# Short problem:
Reproduce the passage on freedom, starting at "And Paul urges" and stopping after "as the free?", with "rivals" changed to "competitors".

Countless episodes of enemy soldiers helping each other occurred. In 1864, a ground fire threatened wounded Northern soldiers lying between the lines – until a Confederate officer stood up, exposing himself to enemy fire, and shouted, "We won’t fire a gun until you get them away." An impromptu cease-fire followed while Federal troops removed their wounded.
Our friends with the Liberty Band today, ( a group which dates back to the Civil War and played at the surrender at Appomattox) will appreciate that when the opposing lines were close enough, and the shooting had temporarily stopped, army musicians sometimes engaged in battles of the bands. Near Fredericksburg, Southern soldiers listened admiringly to a Northern band performance during the winter of 1862. When it concluded, a Johnny Reb called out, "Now give us some of ours" – and the Yankee band obliged with a rendition of "Dixie." When the band concluded, soldiers from both sides broke into a melancholy chorus of "Home, Sweet Home."
One man wrote, that they concluded, that the war was the real enemy, and not each other.
“My friend, the enemy,” was a phrase veterans of the war came to call each other at places like Gettysburg where they gathered and remembered – with the understanding that, Northern or Southern, they were Americans all. And all free.
The gaping wounds of conflict take long to heal, we know, but those who have faced battle head on know best how important it is that we do so. Freedom is precious. And for all of us, God desires we know freedom.
Paul writes “You all are chosen for freedom.” “For freedom Christ has freed us. Stand fast.”
Don’t let yourself be shackled to the ideas that rob us of that freedom.
You are freed from the results that are the consequence of life lived apart from God.
And Paul urges us to see others not as rivals but as children of God.
No matter who we are, we are freed children of God
Because Jesus has set us free to love.
How do we live as the free?
Love is the answer.
But in truth, it’s an answer with many questions.
This day we lift up those who shown us love, because they have answered the call, the vocation, the work of serving in our military in war and in peace to protect our freedom. Our military personnel past and present carry out the calling of freedom. And we who are free are called to love. How do we love them? Our songs are great, but is in more.
We who are free can love by being as dedicated to serving our military personnel and their families when they come home as we are dedicated to sending them to serve.
To provide real access to care for those who are wounded. To provide for the needs of military chaplains who show God’s love to those in active service. And for those who come home fractured and still fighting the trauma and stress, we must support, lobby for and and fund the resources to give our men and women the chance to know freedom from their challenges and to be able to receive the mental health and substance abuse support they need for wholeness. We cannot meet sacrificial living on their part with empty promises on ours. We simply cannot.

# Information supplied:

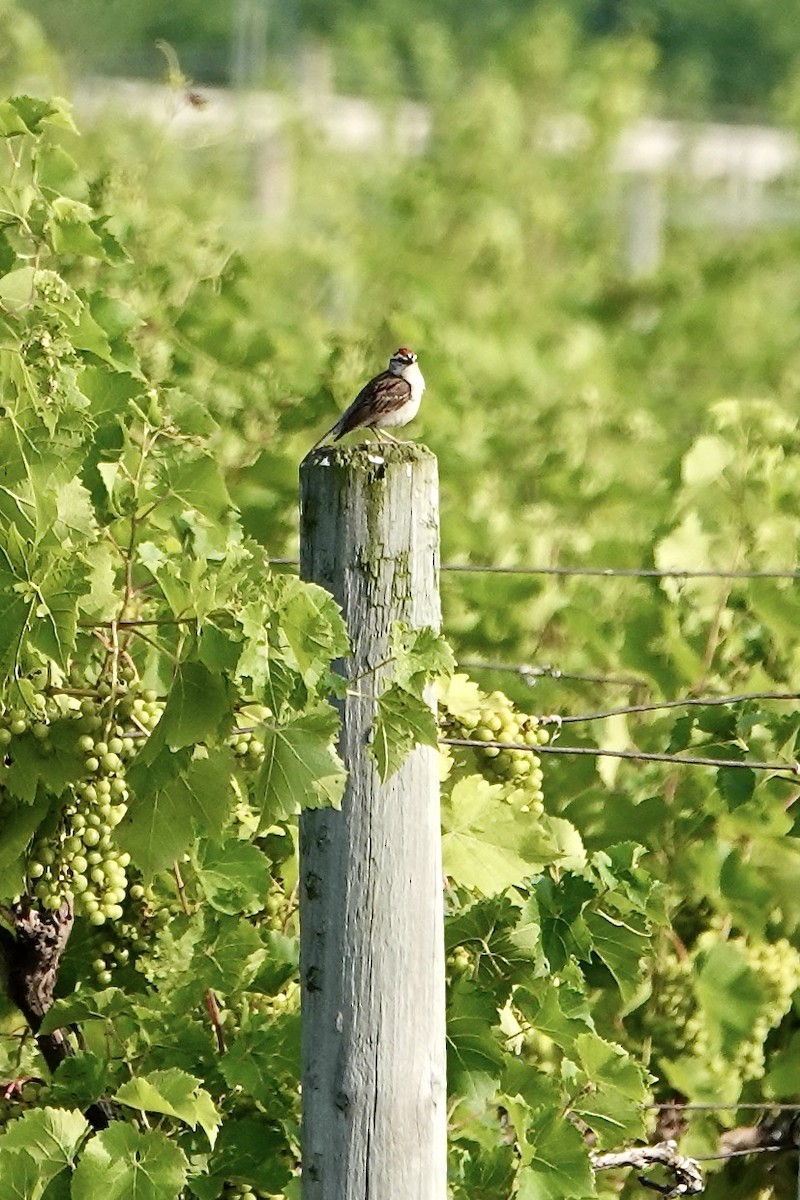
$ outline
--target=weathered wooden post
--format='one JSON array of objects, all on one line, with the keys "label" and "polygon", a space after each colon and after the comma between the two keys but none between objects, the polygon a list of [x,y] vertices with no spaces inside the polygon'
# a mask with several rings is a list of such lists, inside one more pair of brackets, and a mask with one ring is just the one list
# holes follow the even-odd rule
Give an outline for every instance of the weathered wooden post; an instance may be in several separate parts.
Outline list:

# Result of the exercise:
And Paul urges us to see others not as competitors but as children of God.
No matter who we are, we are freed children of God
Because Jesus has set us free to love.
How do we live as the free?